● **RECORDS FOR THIS EXERCISE**:
::::
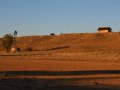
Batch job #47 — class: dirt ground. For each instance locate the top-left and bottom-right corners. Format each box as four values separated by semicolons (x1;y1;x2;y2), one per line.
0;56;120;90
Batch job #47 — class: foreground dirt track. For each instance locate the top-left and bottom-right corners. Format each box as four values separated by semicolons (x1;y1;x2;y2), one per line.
0;58;120;71
0;33;120;90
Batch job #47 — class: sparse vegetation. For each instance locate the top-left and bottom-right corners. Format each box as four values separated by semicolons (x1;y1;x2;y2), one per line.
50;33;55;36
2;34;13;52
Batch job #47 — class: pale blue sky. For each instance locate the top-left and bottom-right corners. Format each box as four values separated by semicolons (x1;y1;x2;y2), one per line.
0;0;120;36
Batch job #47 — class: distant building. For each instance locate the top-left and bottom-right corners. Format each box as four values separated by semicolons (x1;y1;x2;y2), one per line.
97;27;112;33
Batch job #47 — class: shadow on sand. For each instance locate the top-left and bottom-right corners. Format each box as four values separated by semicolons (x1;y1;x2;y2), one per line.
0;70;120;76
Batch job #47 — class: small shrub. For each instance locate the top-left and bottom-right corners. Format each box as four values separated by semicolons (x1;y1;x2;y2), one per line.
16;48;21;52
50;33;55;36
2;34;13;52
24;47;33;51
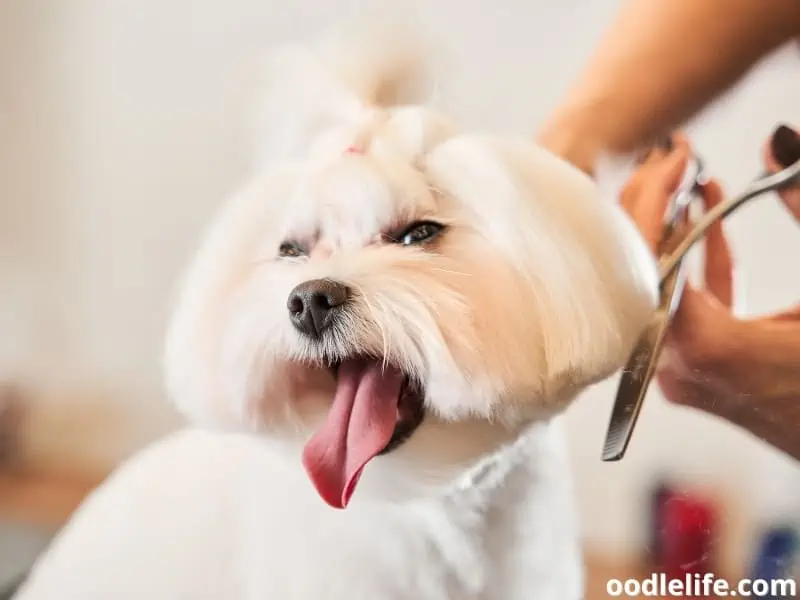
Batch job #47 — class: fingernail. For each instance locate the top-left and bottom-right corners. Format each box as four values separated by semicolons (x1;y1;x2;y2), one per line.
770;125;800;168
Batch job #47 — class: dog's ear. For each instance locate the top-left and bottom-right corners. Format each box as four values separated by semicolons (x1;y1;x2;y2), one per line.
427;136;658;396
259;22;435;162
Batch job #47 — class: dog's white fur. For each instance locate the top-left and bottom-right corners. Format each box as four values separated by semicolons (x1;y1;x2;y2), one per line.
::::
● **AIM OF THE EXERCISE**: Lay out all of the rows above as a Markdown table with the columns "Row" and "Line", where each line gets its own number and blank lines are skipped. Leave the pictures out of the answer.

● **FINAL RESULT**:
| Row | Line |
|---|---|
| 1 | Batch job #47 — class: dirt ground. For each instance locate the top-left and bottom-right corners. Format each box as four values separated by semicolons (x1;y1;x2;y2), one per line. |
| 2 | 0;56;120;90 |
| 3 | Batch job #47 — class: foreground dirt track. For each instance locate the top-left and bottom-right corners. Format each box as four values separated by semicolons (x1;y1;x2;y2), one per line. |
| 4 | 0;58;120;71 |
| 5 | 0;33;120;90 |
| 6 | Batch job #47 — class: sparse vegetation. For each instance locate the top-left and bottom-right corners. Format each box as four values separated by semicolons (x1;y1;x2;y2), one per line. |
| 7 | 50;33;55;36 |
| 8 | 2;34;13;52 |
| 9 | Batch job #47 — class: pale blue sky. For each instance locate the top-left and bottom-right corners. Format each box as four values separated by semicolons (x1;y1;x2;y2), one per line. |
| 10 | 0;0;120;36 |
| 11 | Batch job #47 — class: distant building. For each instance locate the top-left and bottom-right corners. Format each box as four values separated by semicolons (x1;y1;x2;y2), one per line. |
| 12 | 97;27;112;33 |
| 13 | Batch job #47 — class: shadow on sand. For each instance locate the top-left and bottom-right corners. Format each box as four values separated by semicolons (x1;y1;x2;y2), one per line. |
| 14 | 0;70;120;76 |
| 15 | Batch job #47 — class: small shrub. For each instance locate the top-left and bottom-right corners. Format each box as four values separated by semicolons (x1;y1;x2;y2), one per line. |
| 16 | 16;48;21;52 |
| 17 | 50;33;55;36 |
| 18 | 2;34;13;52 |
| 19 | 24;47;33;51 |
| 20 | Batch job #47 — class: fingernail. For each instance locate the top-left and bottom-right corners. Format each box as four values separated by semicolons (x1;y1;x2;y2), one per line. |
| 21 | 770;125;800;168 |
| 22 | Batch job #47 — class: dog's ear. For each instance locate the top-left and bottom-right corners. Format each box as four values separated by semicolons (x1;y1;x2;y2), one per line. |
| 23 | 427;136;658;396 |
| 24 | 259;22;435;162 |
| 25 | Batch job #47 — class: dog's white fur. For each instance locate the top-left and bottom-right corners. Format each box as four values separated by semicolons (x1;y1;x2;y2), one per line. |